## Brano estratto
..............................
Carlo Dore jr.
La proiezione di alcuni video con battute di Renzi su D’Alema, mandati in onda da Lilli Gruber ad 8 e 1/2 l’altra sera, presente il leader Massimo, hanno mostrato quale differenza di spessore esiste tra un attempato dirigente, per quanto discusso e discutibile, ed un giovane disinvolto che vuol governare l’Italia, mentre malgoverna Firenze. A fronte delle battute da stadio per ultras dell’homo ridens, D’Alema mette al centro le difficoltà del Paese e pone, con preoccupazione, l’esigenza di unire, non di dividere. Certo si può unire su una linea politica e su un programma diversi rispetto al passato, ma la linea e il programma bisogna averli. Gridare alla rottamazione, ripropone il vecchio ritornello ”togliti tu, che mi ci metto io”. Ma niente più. Basta questo per proporsi alla guida di un Paese? A sinistra ci basta mandare in pensione D’Alema? E con questa povertà di argomenti si fa avanzare il rinnovamento?
Ecco sul tema una riflessione di un giovane intellettuale, che, non solo per ragioni anagrafiche, non ha preoccupazioni di rottamazione.
“Se alle primarie vince Bersani, sono pronto a non ricandidarmi. Si può fare politica anche fuori dal Parlamento”. Massimo D’Alema affronta quello che dovrebbe essere il passo estremo del suo lunghissimo cursus honorum con la superba indifferenza di un leader che, nel bene e nel male, ha saputo interpretare un ruolo da protagonista di primo piano nella storia italiana degli ultimi vent’anni. Lo stile gelido e sferzante è lo stesso che incantò Togliatti e Berlinguer: le urla un po’ sguaiate dei fanatici della rottamazione svaniscono sotto il peso di parole scelte con la bilancia di precisione; gli slogan sparati sulle note di Jovanotti vengono tagliati a fette dal bisturi di un lucidissimo ragionamento politico.
“Se vince Bersani, non mi ricandido”. Esultano i supporter del “nuovo che avanza”, mentre i cronisti della stampa parlamentare affilano penne e tastiere per scrivere l’epitaffio del leader morente: D’Alema rottamato, D’Alema scaricato, D’Alema superato. Sono le parole che scandiscono il primo trionfo della new age firmata Renzi, sono le parole che celebrano la morte di un Capo.
Già, è stato un Capo, il leader Massimo: un capo discusso e discutibile, ma certamente un Capo. Un Capo in grado di prendere per mano la sinistra tramortita dal primo albore del berlusconismo nascente, di lanciare il progetto dell’Ulivo e di tracciare così la road map della lunga marcia dei progressisti verso il governo del Paese. Da quel momento in poi, la carriera del Massimo è stata un susseguirsi di ombre e luci: la Bicamerale e l’affrettata archiviazione del Governo Prodi; l’addio a Botteghe Oscure e l’insediamento a Palazzo Chigi; l’eterno dualismo con Veltroni e la coraggiosa denuncia delle violenze verificatesi a Genova nella “notte cilena” del 2001; i successi ottenuti alla Farnesina e la poco convinta adesione al PD veltroniano; l’appoggio incondizionato alla segreteria di Bersani e alla strategia volta alla costruzione del “nuovo centro-sinistra”.
..............................
## Voci fornite
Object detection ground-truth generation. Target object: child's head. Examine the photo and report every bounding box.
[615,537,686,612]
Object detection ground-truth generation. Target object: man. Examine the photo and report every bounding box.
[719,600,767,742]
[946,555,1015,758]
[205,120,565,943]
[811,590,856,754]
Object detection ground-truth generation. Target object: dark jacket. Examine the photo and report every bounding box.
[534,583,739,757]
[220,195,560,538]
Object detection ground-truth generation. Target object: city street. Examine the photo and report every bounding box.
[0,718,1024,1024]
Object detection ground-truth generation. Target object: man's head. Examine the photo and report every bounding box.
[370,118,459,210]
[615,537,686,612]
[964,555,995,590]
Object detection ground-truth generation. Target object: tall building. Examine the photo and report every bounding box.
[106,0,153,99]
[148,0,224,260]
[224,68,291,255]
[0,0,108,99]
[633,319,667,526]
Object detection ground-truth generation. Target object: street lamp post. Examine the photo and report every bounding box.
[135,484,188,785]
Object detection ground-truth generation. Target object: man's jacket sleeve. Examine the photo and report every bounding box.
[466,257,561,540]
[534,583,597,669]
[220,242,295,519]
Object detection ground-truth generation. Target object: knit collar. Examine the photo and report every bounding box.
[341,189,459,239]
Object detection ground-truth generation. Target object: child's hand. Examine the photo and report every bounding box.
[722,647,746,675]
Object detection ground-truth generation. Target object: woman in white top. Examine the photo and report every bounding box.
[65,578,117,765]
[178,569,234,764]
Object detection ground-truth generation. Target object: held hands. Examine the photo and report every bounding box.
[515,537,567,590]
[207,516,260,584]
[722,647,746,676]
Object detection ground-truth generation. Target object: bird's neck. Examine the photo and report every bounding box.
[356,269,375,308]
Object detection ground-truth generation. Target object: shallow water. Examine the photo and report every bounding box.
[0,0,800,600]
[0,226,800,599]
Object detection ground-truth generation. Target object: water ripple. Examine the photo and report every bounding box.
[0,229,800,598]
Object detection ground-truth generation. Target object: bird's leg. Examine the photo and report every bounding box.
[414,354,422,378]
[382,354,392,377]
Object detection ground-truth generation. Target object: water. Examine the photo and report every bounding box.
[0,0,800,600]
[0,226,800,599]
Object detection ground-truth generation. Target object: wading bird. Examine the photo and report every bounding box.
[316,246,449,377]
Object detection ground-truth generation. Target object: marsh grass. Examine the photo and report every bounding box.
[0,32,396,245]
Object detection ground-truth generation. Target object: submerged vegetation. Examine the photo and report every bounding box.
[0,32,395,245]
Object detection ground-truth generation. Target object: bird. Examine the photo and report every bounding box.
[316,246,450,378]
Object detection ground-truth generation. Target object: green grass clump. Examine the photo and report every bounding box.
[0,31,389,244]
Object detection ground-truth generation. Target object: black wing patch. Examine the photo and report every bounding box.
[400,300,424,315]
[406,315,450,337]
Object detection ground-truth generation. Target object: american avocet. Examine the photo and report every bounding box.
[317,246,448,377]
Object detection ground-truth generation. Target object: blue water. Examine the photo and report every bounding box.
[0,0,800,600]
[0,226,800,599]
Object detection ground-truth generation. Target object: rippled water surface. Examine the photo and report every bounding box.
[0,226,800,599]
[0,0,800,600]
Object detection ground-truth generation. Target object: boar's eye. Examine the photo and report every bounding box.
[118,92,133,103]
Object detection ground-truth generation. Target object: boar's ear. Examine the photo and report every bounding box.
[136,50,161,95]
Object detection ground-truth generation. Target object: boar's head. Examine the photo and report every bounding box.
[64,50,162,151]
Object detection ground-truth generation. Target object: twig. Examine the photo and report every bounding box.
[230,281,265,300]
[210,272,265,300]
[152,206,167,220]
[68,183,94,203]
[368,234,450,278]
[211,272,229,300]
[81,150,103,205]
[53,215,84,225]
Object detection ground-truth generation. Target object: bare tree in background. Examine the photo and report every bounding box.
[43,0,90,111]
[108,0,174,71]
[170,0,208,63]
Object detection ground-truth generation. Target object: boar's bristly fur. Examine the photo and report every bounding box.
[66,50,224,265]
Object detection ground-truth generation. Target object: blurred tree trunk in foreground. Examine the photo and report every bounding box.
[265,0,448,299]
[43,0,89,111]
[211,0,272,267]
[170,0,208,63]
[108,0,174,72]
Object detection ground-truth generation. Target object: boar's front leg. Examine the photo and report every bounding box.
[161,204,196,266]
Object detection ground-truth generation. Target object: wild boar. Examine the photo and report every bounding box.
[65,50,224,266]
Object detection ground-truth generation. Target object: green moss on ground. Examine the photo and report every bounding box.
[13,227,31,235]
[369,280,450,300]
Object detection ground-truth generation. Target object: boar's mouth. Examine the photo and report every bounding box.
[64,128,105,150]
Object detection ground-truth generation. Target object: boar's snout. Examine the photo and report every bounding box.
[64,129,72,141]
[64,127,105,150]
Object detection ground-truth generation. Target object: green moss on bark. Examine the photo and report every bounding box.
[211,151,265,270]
..............................
## Consegna 1
Riporta parola per parola il tratto dell'articolo su D'Alema che va da "Ecco sul tema" fino a "lucidissimo ragionamento politico.".
## Consegna 2
Rispondi in base all'articolo su D'Alema:
(a) In quale trasmissione sono stati mandati in onda i video con le battute di Renzi?
(b) Che cosa dichiara D'Alema di essere pronto a fare se alle primarie vince Bersani?
(c) In quale anno si colloca la "notte cilena" di Genova?
Le voci costituiscono materiale a sé, distinto dall'articolo su D'Alema.

## Soluzione 1
Ecco sul tema una riflessione di un giovane intellettuale, che, non solo per ragioni anagrafiche, non ha preoccupazioni di rottamazione.
“Se alle primarie vince Bersani, sono pronto a non ricandidarmi. Si può fare politica anche fuori dal Parlamento”. Massimo D’Alema affronta quello che dovrebbe essere il passo estremo del suo lunghissimo cursus honorum con la superba indifferenza di un leader che, nel bene e nel male, ha saputo interpretare un ruolo da protagonista di primo piano nella storia italiana degli ultimi vent’anni. Lo stile gelido e sferzante è lo stesso che incantò Togliatti e Berlinguer: le urla un po’ sguaiate dei fanatici della rottamazione svaniscono sotto il peso di parole scelte con la bilancia di precisione; gli slogan sparati sulle note di Jovanotti vengono tagliati a fette dal bisturi di un lucidissimo ragionamento politico.

## Soluzione 2
(a) A 8 e 1/2, condotta da Lilli Gruber.
(b) A non ricandidarsi.
(c) Nel 2001.